→ WHAT IS BEING ASKED: Nothing in the records may be left out or altered; reproduce them all exactly.

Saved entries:
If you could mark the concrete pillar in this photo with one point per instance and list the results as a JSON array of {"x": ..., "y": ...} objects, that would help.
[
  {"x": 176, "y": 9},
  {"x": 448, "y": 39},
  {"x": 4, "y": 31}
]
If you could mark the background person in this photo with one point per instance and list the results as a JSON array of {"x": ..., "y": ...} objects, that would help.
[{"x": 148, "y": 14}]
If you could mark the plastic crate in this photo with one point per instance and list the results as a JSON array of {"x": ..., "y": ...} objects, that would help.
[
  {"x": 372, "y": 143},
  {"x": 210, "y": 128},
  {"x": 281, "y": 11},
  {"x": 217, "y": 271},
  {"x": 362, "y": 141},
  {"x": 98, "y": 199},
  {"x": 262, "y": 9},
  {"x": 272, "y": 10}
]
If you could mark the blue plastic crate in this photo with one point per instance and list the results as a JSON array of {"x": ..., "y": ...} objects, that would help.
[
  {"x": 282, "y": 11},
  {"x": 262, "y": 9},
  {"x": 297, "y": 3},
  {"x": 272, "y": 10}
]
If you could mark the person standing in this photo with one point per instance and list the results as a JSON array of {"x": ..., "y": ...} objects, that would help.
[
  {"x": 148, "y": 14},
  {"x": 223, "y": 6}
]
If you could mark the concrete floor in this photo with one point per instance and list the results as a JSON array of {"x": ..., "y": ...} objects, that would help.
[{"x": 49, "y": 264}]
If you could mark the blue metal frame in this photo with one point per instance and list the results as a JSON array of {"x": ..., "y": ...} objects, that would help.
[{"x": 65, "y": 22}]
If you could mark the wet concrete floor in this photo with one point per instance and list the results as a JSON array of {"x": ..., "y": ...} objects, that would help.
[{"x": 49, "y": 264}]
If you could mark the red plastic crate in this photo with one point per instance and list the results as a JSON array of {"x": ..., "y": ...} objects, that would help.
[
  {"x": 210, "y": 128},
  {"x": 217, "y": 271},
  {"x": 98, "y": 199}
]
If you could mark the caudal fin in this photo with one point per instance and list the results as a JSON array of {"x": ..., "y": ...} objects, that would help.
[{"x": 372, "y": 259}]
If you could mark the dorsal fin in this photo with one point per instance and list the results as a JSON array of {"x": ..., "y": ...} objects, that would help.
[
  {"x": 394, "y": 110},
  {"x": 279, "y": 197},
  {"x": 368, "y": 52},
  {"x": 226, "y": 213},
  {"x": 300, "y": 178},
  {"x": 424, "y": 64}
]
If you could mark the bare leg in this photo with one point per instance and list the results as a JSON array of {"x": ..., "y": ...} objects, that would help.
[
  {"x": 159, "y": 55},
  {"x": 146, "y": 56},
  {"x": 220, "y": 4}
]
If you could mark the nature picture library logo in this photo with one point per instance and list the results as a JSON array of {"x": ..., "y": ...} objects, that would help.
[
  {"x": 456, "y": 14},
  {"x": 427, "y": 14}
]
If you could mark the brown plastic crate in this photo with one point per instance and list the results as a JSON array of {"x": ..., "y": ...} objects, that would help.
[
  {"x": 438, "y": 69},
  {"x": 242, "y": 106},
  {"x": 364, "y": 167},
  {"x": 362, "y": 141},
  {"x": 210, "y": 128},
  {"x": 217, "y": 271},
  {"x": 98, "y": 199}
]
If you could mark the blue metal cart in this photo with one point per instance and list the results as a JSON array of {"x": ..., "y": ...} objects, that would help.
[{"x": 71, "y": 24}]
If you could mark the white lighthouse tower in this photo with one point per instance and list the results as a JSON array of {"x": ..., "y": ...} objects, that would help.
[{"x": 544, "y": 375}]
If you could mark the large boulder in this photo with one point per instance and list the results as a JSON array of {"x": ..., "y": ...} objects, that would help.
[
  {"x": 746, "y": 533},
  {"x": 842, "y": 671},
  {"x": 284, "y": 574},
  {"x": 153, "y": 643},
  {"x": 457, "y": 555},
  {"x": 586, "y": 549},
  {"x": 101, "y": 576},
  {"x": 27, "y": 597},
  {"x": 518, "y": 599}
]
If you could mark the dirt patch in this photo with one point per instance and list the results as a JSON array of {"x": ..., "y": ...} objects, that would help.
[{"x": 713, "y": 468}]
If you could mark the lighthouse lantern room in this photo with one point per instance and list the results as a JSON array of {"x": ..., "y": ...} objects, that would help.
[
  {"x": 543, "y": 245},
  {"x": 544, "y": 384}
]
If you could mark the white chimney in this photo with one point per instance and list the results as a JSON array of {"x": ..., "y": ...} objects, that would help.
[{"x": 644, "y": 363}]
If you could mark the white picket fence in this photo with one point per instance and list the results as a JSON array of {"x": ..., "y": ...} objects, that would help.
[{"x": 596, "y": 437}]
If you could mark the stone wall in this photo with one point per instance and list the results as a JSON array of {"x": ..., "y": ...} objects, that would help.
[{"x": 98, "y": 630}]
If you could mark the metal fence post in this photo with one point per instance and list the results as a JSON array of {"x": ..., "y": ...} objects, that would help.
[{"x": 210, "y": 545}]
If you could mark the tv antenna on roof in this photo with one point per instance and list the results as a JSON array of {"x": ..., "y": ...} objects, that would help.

→ FINISHED EXERCISE:
If you could mark the concrete pillar in this photo with one point per instance and list the results as a JSON array of {"x": ..., "y": ...} objects, that would help.
[
  {"x": 176, "y": 9},
  {"x": 448, "y": 39},
  {"x": 4, "y": 31}
]
If you could mark the background person in this photo with one point per instance and list the results as a JSON array of {"x": ..., "y": ...} objects, that would help.
[{"x": 148, "y": 14}]
If you could mark the plastic crate in this photo with one point per instance and list the results as a JSON array of {"x": ..., "y": ...} objects, that would help.
[
  {"x": 372, "y": 143},
  {"x": 210, "y": 128},
  {"x": 281, "y": 11},
  {"x": 217, "y": 271},
  {"x": 362, "y": 141},
  {"x": 98, "y": 199},
  {"x": 262, "y": 9},
  {"x": 272, "y": 10}
]
If you could mark the blue plastic crate in this photo with one point per instance and list the results as a JSON array of {"x": ..., "y": ...} objects, that would help.
[
  {"x": 282, "y": 11},
  {"x": 262, "y": 9},
  {"x": 297, "y": 3},
  {"x": 272, "y": 10}
]
If you could mark the person standing in this photo with one point per instance and list the results as a JSON array of {"x": ..., "y": ...} objects, that would help.
[
  {"x": 148, "y": 14},
  {"x": 223, "y": 6}
]
If you could mark the concrete floor in this photo with one point per instance and list the results as a JSON array of {"x": ..., "y": ...} objects, that would help.
[{"x": 49, "y": 264}]
If you could mark the blue metal frame in this photo with one point per instance and list the results as a JSON array of {"x": ..., "y": ...} objects, that would help.
[{"x": 65, "y": 22}]
If you could mark the wet concrete floor in this photo with one point per instance and list the results as a JSON array of {"x": ..., "y": ...} objects, that would help.
[{"x": 49, "y": 264}]
If you could mark the red plastic crate in this photo with one point per instance and list the results as a JSON array of {"x": ..., "y": ...} objects, that would help.
[
  {"x": 210, "y": 128},
  {"x": 217, "y": 271},
  {"x": 98, "y": 199}
]
If you could mark the caudal fin in this photo with one point per instance and list the results as a JSON array of {"x": ..., "y": ...} objects, that would help.
[{"x": 372, "y": 259}]
If you could mark the dorsal fin in this photo with one point per instance and list the results as a JSON array of {"x": ..., "y": ...} objects, that would help.
[
  {"x": 394, "y": 110},
  {"x": 279, "y": 197},
  {"x": 368, "y": 52},
  {"x": 226, "y": 213},
  {"x": 300, "y": 178},
  {"x": 424, "y": 64}
]
If you could mark the bare leg in this photo with one point per instance and list the results as a JSON array of {"x": ..., "y": ...} objects, that would help.
[
  {"x": 159, "y": 55},
  {"x": 146, "y": 56},
  {"x": 220, "y": 4}
]
If you could mark the nature picture library logo in this photo with one point per instance and list the results as a JSON array of {"x": ..., "y": ...} objects, that would help.
[
  {"x": 456, "y": 14},
  {"x": 427, "y": 14}
]
If you could mark the brown plastic crate in this photo with one point per instance and list the results as a JSON array of {"x": ..., "y": ...} objects, that would help.
[
  {"x": 438, "y": 69},
  {"x": 242, "y": 106},
  {"x": 364, "y": 167},
  {"x": 362, "y": 141},
  {"x": 210, "y": 128},
  {"x": 217, "y": 271},
  {"x": 98, "y": 199}
]
If you could mark the blue metal cart in this photo with one point per instance and list the results as a JSON array of {"x": ..., "y": ...} objects, that would help.
[{"x": 71, "y": 24}]
If you could mark the white lighthouse tower in this photo with one point per instance and list the results as a JSON array of {"x": ..., "y": ...} objects, that would help.
[{"x": 544, "y": 375}]
If you could mark the large boulder in this photo with one point per instance and list the results as a JSON array of {"x": ..., "y": ...} objects, that would help.
[
  {"x": 746, "y": 533},
  {"x": 842, "y": 671},
  {"x": 284, "y": 574},
  {"x": 153, "y": 643},
  {"x": 457, "y": 555},
  {"x": 586, "y": 549},
  {"x": 101, "y": 576},
  {"x": 27, "y": 597},
  {"x": 518, "y": 599}
]
If you could mark the dirt patch in this photo with one point per instance and list the results as a JSON array of {"x": ..., "y": ...} objects, that would help.
[{"x": 713, "y": 468}]
If you could mark the lighthouse lantern room in this photo with one point per instance and list the results as a JSON array of {"x": ..., "y": ...} objects, that would help.
[
  {"x": 543, "y": 245},
  {"x": 544, "y": 384}
]
If you could mark the white chimney in this photo with one point per instance and list the results as a JSON array of {"x": ..., "y": ...} objects, that would help.
[{"x": 644, "y": 363}]
If you could mark the white picket fence in this photo with one point per instance and list the results as a JSON array of {"x": ..., "y": ...} objects, that would help.
[{"x": 596, "y": 437}]
If you could mark the stone wall in this photo with one point per instance and list the results as a JSON array of {"x": ..., "y": ...} objects, that would help.
[{"x": 98, "y": 630}]
If you could mark the metal fence post in this photo with one point per instance and list the results as a JSON array of {"x": ..., "y": ...} objects, that would help.
[{"x": 210, "y": 545}]
If you could mark the tv antenna on roof in this photo with one point per instance and list the results as a JSON array of {"x": ..., "y": ...} objects, that would help.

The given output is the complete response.